■ **Aufgaben**:
1 - Gib aus dem Redeauszug zur NSA-Affäre den Abschnitt wörtlich wieder, der mit den Worten um „Wenn man in“ beginnt und mit „öffentlichkeitswirksam betrieben wird.“ endet.
2 - Beantworte anhand des Redeauszugs zur NSA-Affäre die folgenden Fragen:
(a) Die Geheimdienste welcher Länder haben laut der Rede die Massenüberwachung betrieben?
(b) Was legt man nach der Deutung von Mark Twains Sinnspruch vor allem an den Tag, um Lösungen zu finden?
(c) Von welcher Partei stammt der Antrag, der heute beraten wird?
3 - Führe den Redeauszug zur NSA-Affäre im Anschluss an seinen letzten Satz fort.

■ **Vorliegender Textauszug**:
--------
Wenn man in den letzten Monaten und gerade auch heute die Beiträge aus der Opposition verfolgt hat, dann kann man schon eine Vielzahl an lichten Häuptern erkennen. Offensichtlich liegt das an der Haarerauferei, die seit Bekanntwerden der NSA-Affäre öffentlichkeitswirksam betrieben wird.

Damit wir uns nicht falsch verstehen: Die Empörung ist nachvollziehbar. Auch ich war empört – und bin es immer noch –, als ich von der Massenüberwachung durch amerikanische und britische Geheimdienste erfahren habe. Das Ausmaß hat mich fassungslos gemacht. Es kommt jedoch ein Punkt, an dem Empörung zu einem Hindernis wird. Empörung konzentriert sich nämlich nur auf das Problem. Mark Twain wollte uns mit seinem Sinnspruch dagegen mitteilen, dass man Lösungen findet, indem man das Problem versachlicht und indem man vor allem eines an den Tag legt: Besonnenheit.

Wir sind uns in dem Ziel einig: Die Ausspähungen müssen unterbleiben. Die Verletzung deutschen Rechts muss aufhören. Über das Wie sind wir uns allerdings bislang nicht einig. Wir beraten heute einen Antrag der Grünen. Wenn ich den Antrag lese, komme ich zu dem Ergebnis, dass die vorgeschlagenen Maßnahmen wenig zielführend sind und nur ein weiteres Ventil der Empörung darstellen.
--------
■ **Datenauszug**:

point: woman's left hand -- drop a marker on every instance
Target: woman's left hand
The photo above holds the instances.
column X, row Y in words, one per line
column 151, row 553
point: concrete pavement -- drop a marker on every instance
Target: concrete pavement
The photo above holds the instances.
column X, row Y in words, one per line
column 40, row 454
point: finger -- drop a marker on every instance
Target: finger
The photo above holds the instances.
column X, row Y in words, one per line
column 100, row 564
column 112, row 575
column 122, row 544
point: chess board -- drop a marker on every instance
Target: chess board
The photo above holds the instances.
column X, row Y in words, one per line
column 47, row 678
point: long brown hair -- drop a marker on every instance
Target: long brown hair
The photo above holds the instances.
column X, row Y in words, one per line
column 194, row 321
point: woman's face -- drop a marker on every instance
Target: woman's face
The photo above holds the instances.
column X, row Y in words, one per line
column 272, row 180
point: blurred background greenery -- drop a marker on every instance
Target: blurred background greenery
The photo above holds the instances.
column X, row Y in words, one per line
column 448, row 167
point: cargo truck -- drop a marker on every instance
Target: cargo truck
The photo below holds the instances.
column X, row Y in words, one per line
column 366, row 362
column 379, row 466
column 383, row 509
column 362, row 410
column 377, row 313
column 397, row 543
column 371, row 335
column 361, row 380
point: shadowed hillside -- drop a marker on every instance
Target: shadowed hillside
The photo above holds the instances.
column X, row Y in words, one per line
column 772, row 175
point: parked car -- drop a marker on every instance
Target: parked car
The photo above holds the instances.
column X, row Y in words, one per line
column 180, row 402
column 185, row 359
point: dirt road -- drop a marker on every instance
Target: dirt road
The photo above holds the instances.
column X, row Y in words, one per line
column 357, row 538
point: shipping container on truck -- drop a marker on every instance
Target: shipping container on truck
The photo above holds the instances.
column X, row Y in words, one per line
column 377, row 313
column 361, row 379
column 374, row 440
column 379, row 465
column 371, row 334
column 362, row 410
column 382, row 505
--------
■ **Antworten in Reihenfolge**:
1 -
Wenn man in den letzten Monaten und gerade auch heute die Beiträge aus der Opposition verfolgt hat, dann kann man schon eine Vielzahl an lichten Häuptern erkennen. Offensichtlich liegt das an der Haarerauferei, die seit Bekanntwerden der NSA-Affäre öffentlichkeitswirksam betrieben wird.

2 -
(a) Es waren amerikanische und britische Geheimdienste.
(b) Man legt vor allem Besonnenheit an den Tag.
(c) Der Antrag stammt von den Grünen.

3 -
(Beifall bei der CDU/CSU sowie des Abg. Dr. Karl-Heinz Brunner [SPD])

Ich möchte dies an einigen Beispielen deutlich machen: Sie wollen den Generalbundesanwalt anweisen lassen, ein förmliches Verfahren einzuleiten und geheimdienstliche Straftaten zu verfolgen. Derzeitiger Stand ist bekanntlich, dass der Generalbundesanwalt prüft, ob er ein formales Ermittlungsverfahren aufnimmt. Dem Vernehmen nach wird er in der nächsten Woche eine Entscheidung verkünden.

(Claudia Roth [Augsburg] [BÜNDNIS 90/DIE GRÜNEN]: Das ist doch gut!)

Liebe Kolleginnen und Kollegen, ich finde, wir sollten darauf vertrauen, dass der Generalbundesanwalt die richtige Entscheidung trifft,

(Dr. Konstantin von Notz [BÜNDNIS 90/DIE GRÜNEN]: Sowieso!)

eine Entscheidung, die vor allem auf der Grundlage juristischer Überlegungen getroffen werden muss.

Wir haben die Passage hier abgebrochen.